● SHORT PROBLEM: Rewrite the records starting at the line containing "Find the <item>paved" and ending at the line containing "Please outline every instance of the <item>paved", changing "paved plaza" to "brick plaza" and leaving everything else as it is.

● PROVIDED RECORDS:
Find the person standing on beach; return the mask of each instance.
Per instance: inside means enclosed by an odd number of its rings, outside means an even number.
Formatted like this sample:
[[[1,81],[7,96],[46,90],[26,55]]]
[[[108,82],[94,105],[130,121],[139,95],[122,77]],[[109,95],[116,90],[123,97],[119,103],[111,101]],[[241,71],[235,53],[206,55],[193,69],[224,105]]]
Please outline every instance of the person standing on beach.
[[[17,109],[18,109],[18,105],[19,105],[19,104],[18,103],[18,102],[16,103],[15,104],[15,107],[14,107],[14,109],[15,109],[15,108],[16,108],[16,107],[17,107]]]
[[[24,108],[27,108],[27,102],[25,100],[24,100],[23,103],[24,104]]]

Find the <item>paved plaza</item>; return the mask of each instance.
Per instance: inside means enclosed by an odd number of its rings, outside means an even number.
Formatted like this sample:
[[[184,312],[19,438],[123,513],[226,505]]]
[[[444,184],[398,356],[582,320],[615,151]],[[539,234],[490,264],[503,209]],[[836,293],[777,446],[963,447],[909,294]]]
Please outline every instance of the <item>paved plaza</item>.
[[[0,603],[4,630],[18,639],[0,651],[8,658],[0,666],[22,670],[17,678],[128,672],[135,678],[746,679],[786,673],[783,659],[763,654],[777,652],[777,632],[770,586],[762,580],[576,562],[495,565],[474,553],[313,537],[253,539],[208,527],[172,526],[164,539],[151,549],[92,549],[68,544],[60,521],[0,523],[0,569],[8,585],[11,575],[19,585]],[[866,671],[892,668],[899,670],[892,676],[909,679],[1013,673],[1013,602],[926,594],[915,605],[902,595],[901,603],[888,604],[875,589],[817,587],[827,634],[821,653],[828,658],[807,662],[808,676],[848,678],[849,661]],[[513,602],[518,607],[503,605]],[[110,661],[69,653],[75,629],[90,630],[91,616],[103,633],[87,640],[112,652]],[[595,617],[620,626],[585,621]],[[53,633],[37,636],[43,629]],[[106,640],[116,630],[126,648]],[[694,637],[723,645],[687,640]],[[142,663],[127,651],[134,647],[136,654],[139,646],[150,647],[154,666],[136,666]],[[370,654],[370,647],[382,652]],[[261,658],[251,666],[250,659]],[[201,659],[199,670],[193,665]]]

● RESULT OF THIS TASK:
Find the <item>brick plaza</item>; return the mask of each instance.
Per instance: inside means enclosed by an odd number of its rings, outside means an even number.
Formatted like this sample:
[[[184,312],[19,438],[123,513],[226,505]]]
[[[444,184],[398,356],[582,320],[615,151]],[[539,234],[490,264],[503,209]],[[836,293],[777,446],[963,447],[909,294]]]
Please outline every instance of the <item>brick plaza</item>.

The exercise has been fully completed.